Rows from a point annotation set
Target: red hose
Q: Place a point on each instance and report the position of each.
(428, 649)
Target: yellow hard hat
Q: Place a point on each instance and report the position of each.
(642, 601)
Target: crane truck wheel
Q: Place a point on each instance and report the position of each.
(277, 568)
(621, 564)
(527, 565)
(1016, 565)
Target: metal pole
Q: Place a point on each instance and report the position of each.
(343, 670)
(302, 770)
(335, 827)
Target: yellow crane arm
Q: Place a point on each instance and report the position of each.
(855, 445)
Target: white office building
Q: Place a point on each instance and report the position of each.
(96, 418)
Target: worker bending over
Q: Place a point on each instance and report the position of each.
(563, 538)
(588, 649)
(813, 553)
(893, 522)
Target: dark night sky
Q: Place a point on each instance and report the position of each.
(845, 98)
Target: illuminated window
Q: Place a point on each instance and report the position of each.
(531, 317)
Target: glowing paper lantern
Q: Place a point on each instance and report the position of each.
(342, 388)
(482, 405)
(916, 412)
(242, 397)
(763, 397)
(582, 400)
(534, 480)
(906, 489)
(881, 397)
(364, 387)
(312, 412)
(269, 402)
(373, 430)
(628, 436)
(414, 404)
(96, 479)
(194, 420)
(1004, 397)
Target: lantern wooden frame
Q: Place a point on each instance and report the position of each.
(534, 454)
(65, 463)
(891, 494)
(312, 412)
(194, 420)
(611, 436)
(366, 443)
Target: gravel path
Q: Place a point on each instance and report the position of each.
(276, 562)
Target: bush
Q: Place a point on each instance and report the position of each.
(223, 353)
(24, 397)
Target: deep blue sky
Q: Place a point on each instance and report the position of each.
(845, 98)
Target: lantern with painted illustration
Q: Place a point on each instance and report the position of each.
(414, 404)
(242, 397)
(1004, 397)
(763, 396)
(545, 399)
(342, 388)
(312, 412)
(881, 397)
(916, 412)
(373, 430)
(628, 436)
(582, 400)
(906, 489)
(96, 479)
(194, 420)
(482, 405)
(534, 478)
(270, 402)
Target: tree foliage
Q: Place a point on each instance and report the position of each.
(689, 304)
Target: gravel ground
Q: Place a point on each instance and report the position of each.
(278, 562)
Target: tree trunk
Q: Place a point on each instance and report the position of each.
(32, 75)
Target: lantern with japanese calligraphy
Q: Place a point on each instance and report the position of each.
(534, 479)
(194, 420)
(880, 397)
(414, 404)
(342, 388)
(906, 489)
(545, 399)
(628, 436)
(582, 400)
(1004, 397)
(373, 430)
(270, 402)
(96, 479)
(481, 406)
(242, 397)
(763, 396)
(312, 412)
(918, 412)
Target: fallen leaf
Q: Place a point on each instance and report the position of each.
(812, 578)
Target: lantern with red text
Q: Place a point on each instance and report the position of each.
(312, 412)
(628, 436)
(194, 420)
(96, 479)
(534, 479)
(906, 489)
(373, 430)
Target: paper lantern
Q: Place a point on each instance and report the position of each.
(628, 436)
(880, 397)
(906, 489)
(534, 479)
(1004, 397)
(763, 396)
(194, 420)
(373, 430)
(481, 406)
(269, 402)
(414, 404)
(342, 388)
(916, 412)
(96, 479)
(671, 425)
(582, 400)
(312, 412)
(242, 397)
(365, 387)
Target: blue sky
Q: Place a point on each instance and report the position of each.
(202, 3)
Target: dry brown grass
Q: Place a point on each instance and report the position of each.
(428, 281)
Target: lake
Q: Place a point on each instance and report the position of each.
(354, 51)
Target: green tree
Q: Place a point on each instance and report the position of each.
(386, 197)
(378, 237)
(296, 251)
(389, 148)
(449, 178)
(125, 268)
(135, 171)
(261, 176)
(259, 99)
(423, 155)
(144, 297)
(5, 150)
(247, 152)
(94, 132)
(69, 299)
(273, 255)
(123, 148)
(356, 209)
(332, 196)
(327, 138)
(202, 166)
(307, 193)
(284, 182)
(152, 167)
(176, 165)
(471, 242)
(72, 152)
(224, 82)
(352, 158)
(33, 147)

● **STATED PROBLEM**: Can you reproduce all of the rows above verbatim, line for line?

● **SOLUTION TO THIS EXERCISE**:
Target: red hose
Q: Place a point on each instance and report the position of each.
(428, 649)
Target: yellow hard hat
Q: Place a point on each instance and report the position of each.
(642, 601)
Target: crane truck wheel
Q: Place a point on each instance and report the position of each.
(277, 568)
(621, 564)
(527, 565)
(1016, 565)
Target: metal pole
Q: Place a point on each instance and report the position of each.
(343, 670)
(302, 770)
(335, 827)
Target: yellow crane arm
Q: Place a point on each instance and report the position of each.
(855, 445)
Target: white office building
Q: Place a point on each instance and report the position of each.
(96, 418)
Target: worker bending over
Q: Place a point on each instance and report the position of each.
(563, 538)
(588, 649)
(813, 553)
(893, 522)
Target: dark night sky
Q: Place a point on each instance and report the position of each.
(845, 98)
Target: illuminated window
Q: Place a point on each instance and report the position of each.
(531, 317)
Target: glowing paper lantern
Q: Place a point on each instance and report the position of each.
(342, 388)
(482, 405)
(916, 412)
(242, 397)
(763, 397)
(582, 400)
(534, 480)
(906, 489)
(881, 397)
(364, 387)
(312, 412)
(269, 402)
(373, 430)
(628, 436)
(414, 404)
(96, 479)
(194, 420)
(1004, 397)
Target: lantern wooden frame
Q: Place a point on each instance and report the position of each.
(534, 454)
(65, 463)
(891, 494)
(312, 412)
(194, 420)
(611, 436)
(366, 443)
Target: gravel path
Q: Place a point on each instance and report the position of each.
(276, 562)
Target: bush
Q: Place a point on each instance and report the position of each.
(223, 353)
(24, 397)
Target: deep blue sky
Q: Place a point on each instance and report the position of each.
(845, 98)
Target: lantern with painted illustration
Q: Place a point on each instance and report the position of each.
(414, 404)
(242, 397)
(1004, 397)
(763, 396)
(545, 399)
(342, 388)
(312, 412)
(881, 397)
(916, 412)
(373, 430)
(628, 436)
(582, 400)
(906, 489)
(96, 479)
(194, 420)
(482, 405)
(534, 478)
(270, 402)
Target: tree foliage
Q: Place a point on each instance and report the position of each.
(689, 304)
Target: gravel ground
Q: Place a point on each instance and report the position of each.
(278, 562)
Target: tree trunk
Q: Place a point on each instance and report the position of each.
(32, 75)
Target: lantern with japanese calligraphy
Q: Place a point on each instance and report the position of each.
(534, 479)
(194, 420)
(880, 397)
(414, 404)
(342, 388)
(906, 489)
(545, 399)
(628, 436)
(582, 400)
(1004, 397)
(373, 430)
(270, 402)
(96, 479)
(481, 406)
(242, 397)
(763, 396)
(312, 412)
(918, 412)
Target: fallen leaf
Q: Place a point on each instance and report the position of each.
(812, 578)
Target: lantern with red text
Q: Place a point on each instance and report the position of each.
(312, 412)
(628, 436)
(194, 420)
(96, 479)
(534, 479)
(906, 489)
(373, 430)
Target: paper lantern
Q: Place a point on each instance and report the position of each.
(628, 436)
(880, 397)
(906, 489)
(534, 479)
(1004, 397)
(763, 396)
(194, 420)
(373, 430)
(481, 406)
(269, 402)
(414, 404)
(342, 388)
(916, 412)
(96, 479)
(671, 425)
(582, 400)
(312, 412)
(242, 397)
(365, 387)
Target: blue sky
Q: Place a point on each instance and report the position of each.
(202, 3)
Target: dry brown grass
Q: Place a point on each instance and report the position of each.
(428, 281)
Target: lake
Q: Place a point on each instance and report the position of each.
(354, 51)
Target: green tree
Q: Place a point on each instance and report the position of each.
(386, 197)
(378, 237)
(296, 251)
(389, 148)
(449, 178)
(125, 268)
(135, 171)
(261, 176)
(259, 99)
(423, 155)
(144, 297)
(5, 150)
(247, 152)
(94, 132)
(69, 299)
(273, 255)
(123, 148)
(356, 209)
(332, 196)
(327, 138)
(202, 166)
(307, 193)
(284, 182)
(152, 167)
(176, 165)
(471, 242)
(72, 152)
(224, 82)
(352, 158)
(33, 147)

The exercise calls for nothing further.